Venezuela suspends flights from Colombia after arrests of ‘mercenaries'
Venezuela has suspended flights from neighbouring Colombia after authorities detained more than 30 people allegedly plotting activities to destabilise the country before Sunday's parliamentary election.
Venezuelan Interior Minister Diosdado Cabello announced on state television on Monday that the flight ban was 'immediate' and would last for a week.
The arrests were announced just as an independent panel of experts released a report documenting serious human rights abuses committed in Venezuela in the aftermath of the July 28, 2024 presidential election.
Cabello said the antigovernment plans involved placing explosives at embassies, hospitals and police stations in Venezuela. He said authorities had detained 21 Venezuelans and 17 foreigners, some of whom hold Colombian, Mexican and Ukrainian citizenship. Cabello said those detained arrived from Colombia, some by plane, others over land, but had set out originally from other – unnamed – countries.
Cabello, without offering any evidence, said the group included experts in explosive devices, human smugglers and mercenaries, and was working with members of Venezuela's political opposition.
'The scenario they want to present is that there are no conditions in Venezuela for holding an election,' Cabello said, referring to the opposition.
Colombia's Ministry of Foreign Affairs said in a statement it had not received any information from Venezuela's government regarding the detention of Colombian citizens.
Colombia's civil aviation authority confirmed that commercial flights between the countries had been suspended, while Venezuela's aviation authority said the measure will last until Monday, May 26 at 6pm local time.
The government of President Nicolas Maduro, whose re-election in July 2024 to a third term was rejected by much of the international community as fraudulent, frequently claims to be the target of US and Colombian-backed coup plots.
In an interview over Zoom with the AFP news agency last week, opposition leader Maria Corina Machado, who went into hiding after last year's presidential election, pledged a voter boycott on Sunday that would leave 'all the [voting] centres empty'.

__STUDY QUESTIONS__:
A. Return the part of the Venezuela flight ban article starting at "Venezuelan Interior Minister" and ending at "unnamed – countries.", word for word.
B. In the Venezuela flight ban article, how many Venezuelans and how many foreigners did Cabello say had been detained?
C. Please continue the Venezuela flight ban article from its final sentence.

__EXCERPTED RECORDS__:
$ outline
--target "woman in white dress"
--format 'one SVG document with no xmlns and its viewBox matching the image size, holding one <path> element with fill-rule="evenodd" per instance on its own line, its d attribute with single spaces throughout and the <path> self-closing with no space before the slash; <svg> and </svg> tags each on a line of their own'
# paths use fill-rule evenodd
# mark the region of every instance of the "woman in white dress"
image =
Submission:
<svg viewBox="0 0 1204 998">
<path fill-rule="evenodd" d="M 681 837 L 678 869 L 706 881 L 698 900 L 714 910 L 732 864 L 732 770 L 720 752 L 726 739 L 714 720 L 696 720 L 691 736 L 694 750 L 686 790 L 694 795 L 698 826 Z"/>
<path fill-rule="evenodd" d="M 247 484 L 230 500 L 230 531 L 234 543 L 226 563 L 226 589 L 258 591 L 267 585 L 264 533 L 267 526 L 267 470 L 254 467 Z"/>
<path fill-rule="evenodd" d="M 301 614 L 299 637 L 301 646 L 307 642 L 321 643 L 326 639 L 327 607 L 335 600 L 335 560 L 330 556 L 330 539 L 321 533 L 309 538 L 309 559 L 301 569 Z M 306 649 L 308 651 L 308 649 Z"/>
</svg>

__ANSWERS TO THE EXERCISE__:
A.
Venezuelan Interior Minister Diosdado Cabello announced on state television on Monday that the flight ban was 'immediate' and would last for a week.
The arrests were announced just as an independent panel of experts released a report documenting serious human rights abuses committed in Venezuela in the aftermath of the July 28, 2024 presidential election.
Cabello said the antigovernment plans involved placing explosives at embassies, hospitals and police stations in Venezuela. He said authorities had detained 21 Venezuelans and 17 foreigners, some of whom hold Colombian, Mexican and Ukrainian citizenship. Cabello said those detained arrived from Colombia, some by plane, others over land, but had set out originally from other – unnamed – countries.

B. 21 Venezuelans and 17 foreigners.

C.
The opposition says its tally of results from the July vote showed a clear victory for its candidate, former diplomat Edmundo Gonzalez Urrutia, who went into exile in Spain after a crackdown on dissent.
The independent panel of experts backed by the Organization of American States on Monday wrote in their report that Venezuela's post-election period has seen 'the most severe and sophisticated phase of political repression in Venezuela's modern history'. This included the execution of unarmed protesters, enforced disappearances and an increase in arbitrary detentions. They also noted that the state had expanded its repression targets beyond political opponents and human rights defenders to include poll workers, election witnesses, relatives of opposition members, minors and others.
The diplomatic outcry that followed last year's election saw Venezuela break off ties and flight routes with several countries. Some airlines have also cancelled operations to and from the country due to unpaid debts.
Venezuela and Colombia reopened flight routes in November 2022, after the election of Colombia's first-ever leftist President Gustavo Petro, who reinstated bilateral ties broken off in 2019 when then-leader Ivan Duque refused to acknowledge Maduro's re-election to a second term.